■ **Alıştırma yönergesi**:
Destek tazminatını anlatan metinden "Yardım ve desteklik" sözcükleriyle başlayıp "2) Varsayımsal destek." sözcükleriyle biten kısmı hiçbir değişiklik yapmadan çıkarın.

III- DESTEK TAZMİNATI KONUSUNDA KISA BİLGİLER
1- Ölüm nedeniyle tazminat
Borçlar Yasası 45/2.maddesine göre: “Ölüm sonucu başka kimseler ölenin yardımından yoksun kalmışlarsa, onların bu zararlarını ödemek gerekir.”
Madde metninden anlaşılacağı üzere, ölenin yardımından (desteğinden) yoksun kalanlar “başka kimseler” olup, “destekten yoksun kalma tazminatı” isteme hakkı, mirasçılık sıfatından bağımsız, ölümle intikal etmeyen, destekten yoksun kalanların kişiliklerinde oluşan bağımsız bir haktır.
Bu konuda, yerleşik uygulamayı, yargısal ve bilimsel inançları gözönünde tutarak “destek” ve “destekten yoksunluk” kavramlarına açıklık getirmemiz; ondan sonra da “yoksun kalınan nedir” sorusunu yanıtlamamız gerekmektedir.
2- Destek kavramı
Destek, birlikte yaşadığı kişilere ve yakınlarına sürekli ve düzenli olarak türlü yollardan ve türlü biçimlerde yardım eden, onlarla sürekli yardımlaşma ve dayanışma içinde bulunan, koruyup kollayan, eğer ölmeseydi ilerde yardım etmesi beklenen veya büyük bir olasılıkla yardım edecek olan kişidir.
Yardım ve desteklik türlü biçimlerde olabilir:
a) Para vererek,
b) Yardım ve hizmet ederek,
c) Koruyup kollayarak,
d) Akıl vererek ve yol göstererek,
e) Bilgi ve deneyimlerinden yararlandırarak,
f) Yiyecek, elbise, mesken sağlayarak,
g) Eğitim masraflarını karşılayarak.
Ancak, destek sayılabilmek için ölenin mutlaka ölüm zamanında bir kimseye yardımda bulunmasına gerek yoktur; ilerde kurulacak olan yardım ve gözetim ilişkisi de B.K. m.45/2’nin uygulanması için yeterlidir. Başka bir deyişle, ölüm olmasaydı ilerde kurulacak ilişkinin bir destek ilişkisi olacağı kesin ise, destekten yoksunluk tazminatı istenebilir.
Bu açıklamalardan anlaşılacağı üzere, iki tür desteklik söz konusudur: 1) Gerçek destek, 2) Varsayımsal destek.

■ **Veri satırları**:
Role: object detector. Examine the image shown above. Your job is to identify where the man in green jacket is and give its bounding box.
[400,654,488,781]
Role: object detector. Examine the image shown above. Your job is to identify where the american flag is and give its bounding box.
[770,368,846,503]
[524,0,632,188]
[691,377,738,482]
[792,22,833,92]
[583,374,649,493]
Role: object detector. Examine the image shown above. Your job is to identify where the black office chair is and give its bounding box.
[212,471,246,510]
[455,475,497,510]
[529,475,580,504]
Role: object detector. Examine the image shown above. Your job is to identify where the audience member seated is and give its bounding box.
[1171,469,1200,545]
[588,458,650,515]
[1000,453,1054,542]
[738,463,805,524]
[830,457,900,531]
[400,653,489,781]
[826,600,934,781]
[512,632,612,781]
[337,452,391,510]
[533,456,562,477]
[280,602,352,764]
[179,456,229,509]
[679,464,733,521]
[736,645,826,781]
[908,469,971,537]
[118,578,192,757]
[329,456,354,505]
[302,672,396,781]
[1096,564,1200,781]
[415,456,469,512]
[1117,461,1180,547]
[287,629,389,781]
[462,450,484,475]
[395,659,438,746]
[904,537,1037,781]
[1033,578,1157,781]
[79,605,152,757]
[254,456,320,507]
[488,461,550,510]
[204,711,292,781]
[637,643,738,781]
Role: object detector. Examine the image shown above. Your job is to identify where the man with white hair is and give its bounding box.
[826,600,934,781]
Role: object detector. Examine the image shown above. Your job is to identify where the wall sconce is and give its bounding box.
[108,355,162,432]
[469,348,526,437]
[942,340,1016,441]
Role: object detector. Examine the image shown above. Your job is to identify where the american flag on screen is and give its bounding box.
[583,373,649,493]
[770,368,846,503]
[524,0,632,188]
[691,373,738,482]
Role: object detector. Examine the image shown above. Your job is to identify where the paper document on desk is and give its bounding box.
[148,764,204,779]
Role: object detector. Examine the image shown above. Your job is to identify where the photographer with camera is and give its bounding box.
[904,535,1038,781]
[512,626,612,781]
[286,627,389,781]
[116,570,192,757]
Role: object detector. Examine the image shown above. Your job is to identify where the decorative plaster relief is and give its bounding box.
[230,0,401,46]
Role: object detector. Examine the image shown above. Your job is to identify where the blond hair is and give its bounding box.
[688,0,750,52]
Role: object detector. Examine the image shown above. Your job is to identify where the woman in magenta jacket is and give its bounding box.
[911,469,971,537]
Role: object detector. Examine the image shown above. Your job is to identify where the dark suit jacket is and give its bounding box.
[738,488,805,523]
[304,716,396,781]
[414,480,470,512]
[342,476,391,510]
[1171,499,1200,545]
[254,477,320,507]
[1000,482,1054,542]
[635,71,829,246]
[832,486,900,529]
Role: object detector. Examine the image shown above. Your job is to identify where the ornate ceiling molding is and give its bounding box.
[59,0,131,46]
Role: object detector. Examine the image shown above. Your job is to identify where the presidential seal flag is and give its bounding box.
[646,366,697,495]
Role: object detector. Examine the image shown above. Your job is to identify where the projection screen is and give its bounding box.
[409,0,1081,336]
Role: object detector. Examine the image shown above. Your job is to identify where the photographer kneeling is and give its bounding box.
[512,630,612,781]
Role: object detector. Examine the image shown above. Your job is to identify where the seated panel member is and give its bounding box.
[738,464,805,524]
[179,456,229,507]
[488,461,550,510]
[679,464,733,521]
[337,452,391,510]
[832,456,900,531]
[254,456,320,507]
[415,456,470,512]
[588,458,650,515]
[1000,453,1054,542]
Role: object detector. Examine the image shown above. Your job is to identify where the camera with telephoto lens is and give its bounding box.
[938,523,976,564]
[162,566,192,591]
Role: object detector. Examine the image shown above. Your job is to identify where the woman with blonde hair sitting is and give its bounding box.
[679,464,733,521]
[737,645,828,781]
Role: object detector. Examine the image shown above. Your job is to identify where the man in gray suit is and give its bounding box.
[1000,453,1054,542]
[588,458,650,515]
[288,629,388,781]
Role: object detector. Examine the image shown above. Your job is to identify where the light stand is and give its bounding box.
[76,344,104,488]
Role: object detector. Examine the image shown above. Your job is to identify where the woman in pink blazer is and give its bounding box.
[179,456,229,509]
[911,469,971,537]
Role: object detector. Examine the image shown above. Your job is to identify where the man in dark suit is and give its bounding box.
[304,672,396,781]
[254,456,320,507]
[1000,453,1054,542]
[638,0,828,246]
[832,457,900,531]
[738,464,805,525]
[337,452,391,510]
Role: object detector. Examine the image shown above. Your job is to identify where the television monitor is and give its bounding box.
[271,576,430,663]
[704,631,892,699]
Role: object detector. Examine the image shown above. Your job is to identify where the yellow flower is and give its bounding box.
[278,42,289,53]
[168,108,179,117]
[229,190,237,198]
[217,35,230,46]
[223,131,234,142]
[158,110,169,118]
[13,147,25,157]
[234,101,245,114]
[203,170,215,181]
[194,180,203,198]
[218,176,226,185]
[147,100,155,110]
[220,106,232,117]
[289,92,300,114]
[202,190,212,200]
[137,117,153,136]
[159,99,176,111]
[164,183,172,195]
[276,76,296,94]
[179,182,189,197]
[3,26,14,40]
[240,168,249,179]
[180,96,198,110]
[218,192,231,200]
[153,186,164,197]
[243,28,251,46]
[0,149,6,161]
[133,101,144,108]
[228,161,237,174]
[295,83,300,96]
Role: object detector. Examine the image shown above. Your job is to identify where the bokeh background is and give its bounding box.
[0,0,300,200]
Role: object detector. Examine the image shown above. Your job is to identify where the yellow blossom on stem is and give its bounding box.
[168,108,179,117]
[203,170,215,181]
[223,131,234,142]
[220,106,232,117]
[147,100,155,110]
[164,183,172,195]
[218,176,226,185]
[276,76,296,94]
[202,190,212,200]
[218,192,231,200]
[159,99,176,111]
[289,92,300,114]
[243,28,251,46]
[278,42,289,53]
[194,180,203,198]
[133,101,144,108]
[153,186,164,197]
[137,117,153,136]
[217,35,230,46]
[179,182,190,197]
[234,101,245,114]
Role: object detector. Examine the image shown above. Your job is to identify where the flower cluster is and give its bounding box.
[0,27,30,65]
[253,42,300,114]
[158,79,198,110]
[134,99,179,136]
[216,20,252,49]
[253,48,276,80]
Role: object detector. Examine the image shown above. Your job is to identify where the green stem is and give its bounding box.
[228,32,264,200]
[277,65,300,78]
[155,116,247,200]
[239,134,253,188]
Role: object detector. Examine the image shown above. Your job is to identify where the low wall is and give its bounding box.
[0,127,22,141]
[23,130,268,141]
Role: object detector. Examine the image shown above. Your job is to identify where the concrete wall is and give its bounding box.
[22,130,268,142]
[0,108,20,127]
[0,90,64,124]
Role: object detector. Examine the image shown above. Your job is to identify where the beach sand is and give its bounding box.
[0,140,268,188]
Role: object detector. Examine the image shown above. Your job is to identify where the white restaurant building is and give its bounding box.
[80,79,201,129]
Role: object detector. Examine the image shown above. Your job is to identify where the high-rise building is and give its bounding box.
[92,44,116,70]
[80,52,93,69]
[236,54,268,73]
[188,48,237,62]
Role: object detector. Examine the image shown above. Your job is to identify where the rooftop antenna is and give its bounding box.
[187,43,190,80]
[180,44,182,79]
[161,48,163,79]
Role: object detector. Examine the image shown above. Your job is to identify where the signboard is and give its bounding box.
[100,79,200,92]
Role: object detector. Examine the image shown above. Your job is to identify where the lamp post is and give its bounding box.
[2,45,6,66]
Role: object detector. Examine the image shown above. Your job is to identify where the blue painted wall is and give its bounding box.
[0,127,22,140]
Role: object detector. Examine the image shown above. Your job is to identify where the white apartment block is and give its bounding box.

■ **Eksiksiz yanıt**:
Yardım ve desteklik türlü biçimlerde olabilir:
a) Para vererek,
b) Yardım ve hizmet ederek,
c) Koruyup kollayarak,
d) Akıl vererek ve yol göstererek,
e) Bilgi ve deneyimlerinden yararlandırarak,
f) Yiyecek, elbise, mesken sağlayarak,
g) Eğitim masraflarını karşılayarak.
Ancak, destek sayılabilmek için ölenin mutlaka ölüm zamanında bir kimseye yardımda bulunmasına gerek yoktur; ilerde kurulacak olan yardım ve gözetim ilişkisi de B.K. m.45/2’nin uygulanması için yeterlidir. Başka bir deyişle, ölüm olmasaydı ilerde kurulacak ilişkinin bir destek ilişkisi olacağı kesin ise, destekten yoksunluk tazminatı istenebilir.
Bu açıklamalardan anlaşılacağı üzere, iki tür desteklik söz konusudur: 1) Gerçek destek, 2) Varsayımsal destek.